**Action item A**
In the essay about unsung heroes in hospitals, what do the heroes wear instead of capes?
**Action item B**
Write the next part of the essay about unsung heroes in hospitals, starting after its final sentence.

**Extract to read**
────

I have been observing heroes at work for the past few weeks, and occasionally one or two shine despite a system that doesn’t nurture or acknowledge them. I have an elderly parent who has been in and out of hospital for prolonged inpatient stays and you realise that there are real unsung heroes in government hospitals (and, I suppose, private hospitals, too).
Healthcare as an industry is very complex. At its heart, it is about making people feel better. But the detailed elements needed to make that happen sometimes manage to obstruct and hide that essential goal. Hospitals have a lot of moving parts as their operational structure includes long hours, multiple team shifts, skillsets that need long years of preparation and training, complicated, wide-ranging equipment and machines as well as chemicals and medications. So, if you don’t keep your eye on the human-to-human dimension, the goal of wellbeing can slip through the cracks.
For a patient or accompanying family member, a typical hospital day is an exercise in testing your patience. One waits for medicine to be administered; for the blood tests to give results that help diagnose and prescribe the right treatment, for nursing staff to shift sleeping positions, check blood pressure and change the sheets, and for doctors on their rounds, doctors-in-training in tow, asking questions in a clinical, unempathetic voice to understand the situation and bark instructions at technicians, residents and nurses. Those are the moments that punctuate the monotonous, long hours of the day spent in the cacophony of hospital sounds: moaning patients, electronic beeps, alarms going off, people speaking, trollies being pushed, and instructions being demanded.
So, in this desensitised environment, how can people connect? How can those in pain feel that a caregiver is not mechanical? This is when the heroes step in. Instead of capes, heroes can wear sterilised, white clothes, soundless rubber shoes and hold medical tools instead of swords. They are heroes not due to special powers but because of the glint in their eyes and the smile on their face. They are the people who administer the medical care but never once forget that the patient needs to be heard, seen, sympathized with, and then soothed in words and deeds.

────

**Dataset excerpts**
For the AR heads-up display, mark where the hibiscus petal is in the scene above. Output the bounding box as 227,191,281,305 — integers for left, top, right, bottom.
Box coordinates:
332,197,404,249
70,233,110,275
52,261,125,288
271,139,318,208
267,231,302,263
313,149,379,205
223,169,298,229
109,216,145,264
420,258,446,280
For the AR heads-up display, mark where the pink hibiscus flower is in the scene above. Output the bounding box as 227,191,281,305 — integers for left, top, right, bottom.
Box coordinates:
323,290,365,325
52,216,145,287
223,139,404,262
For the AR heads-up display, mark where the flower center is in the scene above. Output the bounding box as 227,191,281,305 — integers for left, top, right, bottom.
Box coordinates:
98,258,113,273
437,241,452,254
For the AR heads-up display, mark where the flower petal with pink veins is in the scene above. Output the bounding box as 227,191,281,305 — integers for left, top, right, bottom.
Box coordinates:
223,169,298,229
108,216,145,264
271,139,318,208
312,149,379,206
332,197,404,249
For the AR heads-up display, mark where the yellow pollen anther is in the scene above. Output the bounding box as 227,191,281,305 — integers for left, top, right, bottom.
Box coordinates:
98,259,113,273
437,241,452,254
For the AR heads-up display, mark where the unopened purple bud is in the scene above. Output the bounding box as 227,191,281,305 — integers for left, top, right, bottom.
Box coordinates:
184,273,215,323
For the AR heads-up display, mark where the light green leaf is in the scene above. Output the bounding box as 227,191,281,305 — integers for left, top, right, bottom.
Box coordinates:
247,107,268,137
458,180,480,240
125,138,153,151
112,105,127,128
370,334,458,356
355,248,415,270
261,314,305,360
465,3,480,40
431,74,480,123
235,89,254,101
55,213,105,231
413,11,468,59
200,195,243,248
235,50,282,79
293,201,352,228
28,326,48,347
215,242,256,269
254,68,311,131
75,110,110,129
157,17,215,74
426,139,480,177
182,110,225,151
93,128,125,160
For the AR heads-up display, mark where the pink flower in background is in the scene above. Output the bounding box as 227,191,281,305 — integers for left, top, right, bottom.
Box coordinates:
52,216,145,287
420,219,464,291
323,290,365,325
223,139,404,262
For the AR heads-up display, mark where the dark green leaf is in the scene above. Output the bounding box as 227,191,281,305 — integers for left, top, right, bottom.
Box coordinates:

────

**Your response A**
Sterilised white clothes and soundless rubber shoes.

**Your response B**
I have seen these heroes over the past weeks. The ones with a warm smile and who ask caring questions. When they look at the patient in his bed, they see a human in need, not a sick body. They want to elevate that person from feeling weak and unattended to planting hope for the patient and her loved ones. And they do so despite the discord of illness, machines, hierarchy, processes. They do it because they care.
In the Service Hero annual cross-industry Customer Satisfaction Index, private hospitals rate 73.8 in the UAE and 73.4 in Kuwait both in the bottom tier among the 15-plus industry categories measured. Only the top repeat hospital In Kuwait scores in the mid-80s. That leading organisation has been able to create an environment that makes caring and heroic deeds contagious. In the others, the hero is a lone-ranger, someone who is swimming against a tide of robotic treatment.
>Note - Scores 10-100 with 100 being highest. Feedback is collected from 24,074 validated consumer assessments in the Service Hero Customer Satisfaction Index for the UAE running all throughout 2017 for over 300 brands.
So how can companies cultivate heroes rather than robots? By declaring service excellence a top priority, engaging with teams to ensure that empathy is given, and by seeing the key way to cultivate loyalty and creating an environment that encourages relationship building as the core business practice to get customers to repeat their business and recommend a brand.
Any opinions expressed here are the author’s own.